(RECORDED INFORMATION begins)
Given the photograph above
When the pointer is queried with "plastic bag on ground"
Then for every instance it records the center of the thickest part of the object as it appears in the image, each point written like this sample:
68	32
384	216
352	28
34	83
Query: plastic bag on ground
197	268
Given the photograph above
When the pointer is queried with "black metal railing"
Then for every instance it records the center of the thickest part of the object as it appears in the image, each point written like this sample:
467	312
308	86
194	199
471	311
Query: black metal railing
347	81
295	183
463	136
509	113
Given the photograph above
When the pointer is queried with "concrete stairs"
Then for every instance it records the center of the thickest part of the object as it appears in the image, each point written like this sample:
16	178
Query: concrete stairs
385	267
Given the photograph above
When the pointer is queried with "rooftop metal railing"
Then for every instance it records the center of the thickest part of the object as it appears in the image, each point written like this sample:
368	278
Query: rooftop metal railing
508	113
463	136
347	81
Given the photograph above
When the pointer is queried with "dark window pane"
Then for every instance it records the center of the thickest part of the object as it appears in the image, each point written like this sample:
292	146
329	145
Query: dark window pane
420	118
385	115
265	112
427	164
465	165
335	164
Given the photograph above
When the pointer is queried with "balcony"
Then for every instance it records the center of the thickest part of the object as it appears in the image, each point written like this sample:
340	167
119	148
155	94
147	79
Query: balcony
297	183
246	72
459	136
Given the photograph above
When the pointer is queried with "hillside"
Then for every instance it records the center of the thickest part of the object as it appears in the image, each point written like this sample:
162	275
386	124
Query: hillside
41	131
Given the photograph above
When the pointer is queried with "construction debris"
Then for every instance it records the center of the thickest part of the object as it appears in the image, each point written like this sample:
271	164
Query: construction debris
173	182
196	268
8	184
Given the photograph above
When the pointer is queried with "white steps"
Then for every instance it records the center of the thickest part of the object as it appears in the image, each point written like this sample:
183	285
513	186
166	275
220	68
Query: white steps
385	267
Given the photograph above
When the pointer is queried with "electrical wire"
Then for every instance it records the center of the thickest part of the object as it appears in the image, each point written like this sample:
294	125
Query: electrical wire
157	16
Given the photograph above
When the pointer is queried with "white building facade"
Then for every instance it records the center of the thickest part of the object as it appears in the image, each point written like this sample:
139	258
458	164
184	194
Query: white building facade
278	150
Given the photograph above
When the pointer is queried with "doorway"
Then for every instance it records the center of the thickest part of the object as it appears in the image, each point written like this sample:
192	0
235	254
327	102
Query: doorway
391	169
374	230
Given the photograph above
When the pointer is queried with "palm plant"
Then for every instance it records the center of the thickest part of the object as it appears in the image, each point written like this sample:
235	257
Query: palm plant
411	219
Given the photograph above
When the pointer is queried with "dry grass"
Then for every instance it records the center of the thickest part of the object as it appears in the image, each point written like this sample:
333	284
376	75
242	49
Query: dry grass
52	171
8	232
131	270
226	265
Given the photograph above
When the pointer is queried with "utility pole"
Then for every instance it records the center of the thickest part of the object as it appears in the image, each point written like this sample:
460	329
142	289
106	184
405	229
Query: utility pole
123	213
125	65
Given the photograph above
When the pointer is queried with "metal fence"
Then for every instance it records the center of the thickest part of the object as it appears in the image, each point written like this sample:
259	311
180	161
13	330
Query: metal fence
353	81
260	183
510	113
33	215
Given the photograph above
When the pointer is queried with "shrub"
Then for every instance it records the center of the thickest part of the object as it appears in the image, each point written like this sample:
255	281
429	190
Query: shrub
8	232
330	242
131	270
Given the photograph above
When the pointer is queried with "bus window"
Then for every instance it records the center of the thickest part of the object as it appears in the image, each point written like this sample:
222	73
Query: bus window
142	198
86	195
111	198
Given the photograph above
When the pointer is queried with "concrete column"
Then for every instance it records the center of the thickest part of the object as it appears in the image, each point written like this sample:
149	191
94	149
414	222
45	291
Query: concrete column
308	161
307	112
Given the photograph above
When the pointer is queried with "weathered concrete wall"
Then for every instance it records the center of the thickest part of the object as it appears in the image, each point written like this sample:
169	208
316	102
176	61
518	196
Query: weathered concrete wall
(RECORDED INFORMATION ends)
WHAT IS NEEDED | Please restate every line of the records exactly.

RESPONSE BOX |
Given the photograph above
When the pointer is queried with "plastic bag on ground"
Then for every instance it records the center of the thickest part of the object as it appears in the image, each point written like this sample:
68	32
384	216
352	28
34	83
Query: plastic bag on ground
197	268
Given the photograph above
When the pointer is queried with "black metal railing"
Then for every instance it records the center of the thickest part of the object as it appears in the image, each point written like this sample:
467	312
308	86
194	199
471	311
Query: black metal railing
347	81
295	183
463	136
509	113
Given the photograph above
When the pointer is queried with "concrete stairs"
Then for every instance it records the center of the thickest part of the object as it appears in the image, each point written like this sample:
16	178
Query: concrete stairs
385	267
Given the photograph above
When the pointer is queried with "rooftop metal railing"
Then for every instance it records the center of the thickest part of the object as it appears in the image, each point written like this sample:
368	278
Query: rooftop metal railing
508	113
463	136
347	81
Given the photograph above
When the pointer is queried with "dark window pane"
Then for every instance it records the center of the thickest part of the object as it appears in the image, each point written like this sample:
292	146
329	145
Query: dark window pane
420	118
385	115
265	112
427	164
465	165
335	164
Given the photograph above
When the pointer is queried with "balcony"
Then for every instance it records the center of the thickest part of the object as it appears in the image, each point written like this sample:
340	167
119	148
155	94
147	79
Query: balcony
297	183
246	72
459	136
Given the photograph above
When the pointer is queried with "hillside"
Then for every instance it records the center of the thickest part of the object as it appears in the image, each point written like this sample:
162	275
386	124
Query: hillside
41	131
Given the photograph above
When the pointer is queried with "construction debris"
Then for every instance it records the center of the thickest part of the object as it appears in the image, each point written like this sample:
271	164
Query: construction debris
173	182
196	268
8	184
Given the photograph above
When the pointer is queried with "white steps"
Then for every instance it records the center of the thickest part of the object as it appears in the image, each point written like this sample:
183	285
513	186
166	275
220	68
Query: white steps
385	267
Given the photograph above
When the pointer is queried with "electrical wire"
Then for every instance it records the center of the thickest part of the object as it appears in the image, each point written like this sample:
294	125
Query: electrical wire
157	16
Given the photograph above
When the pointer is queried with "white building facade"
Then for every instance it records the center of the thickest part of the object as it appears in the image, each point written like this sample:
139	258
458	164
184	194
Query: white building facade
278	150
Given the photograph above
When the pointer is queried with "doorway"
Then for every instance it records the center of the thickest part of the object as it appears in the image, each point written like this sample:
192	0
235	254
327	102
Query: doorway
391	169
374	230
Given the photograph above
When the pointer is queried with "palm plant"
Then for every instance it records the center of the thickest part of the object as it appears in the image, each point written like this sample:
235	257
Query: palm plant
411	219
Given the photograph above
When the pointer is queried with "dry grass"
Then for every instance it records the center of the thickest part of the object as it appears in the image, each point written like this sample:
333	284
376	75
242	49
Query: dry grass
52	171
8	232
131	270
226	265
Given the photograph above
When the pointer is queried with "utility pole"
Then for every instance it records the center of the thickest part of the object as it appears in the image, each point written like this sample:
460	329
142	289
106	184
405	229
Query: utility pole
123	213
125	65
Given the photograph above
When the pointer is queried with "metal fence"
Then for every instance it records the center of the thickest part of the object as it appears in the image, each point written like this sample:
259	311
180	161
13	330
Query: metal fence
353	81
260	183
510	113
33	215
Given the photograph above
When the pointer is queried with "shrub"
Then for every instance it records the center of the thickest part of the object as it appears in the image, each point written like this sample:
255	281
429	190
Query: shrub
8	232
330	242
131	270
Given the photograph above
When the pointer is queried with "bus window"
Then for every instance it records the center of the thickest part of the object as it appears in the image, each point written like this sample:
222	73
Query: bus window
142	198
86	195
111	198
Given the photograph above
When the pointer is queried with "concrete column"
Then for every instance it records the center of the thickest part of the object as it appears in the image, each point written like this sample:
149	191
94	149
414	222
45	291
Query: concrete column
308	161
307	112
Given the photograph above
When the pointer is queried with "weathered concrete wall"
Then for every instance it records the center of the thickest part of the object as it appears in the image, each point written like this sample:
169	208
316	102
176	61
518	196
Query: weathered concrete wall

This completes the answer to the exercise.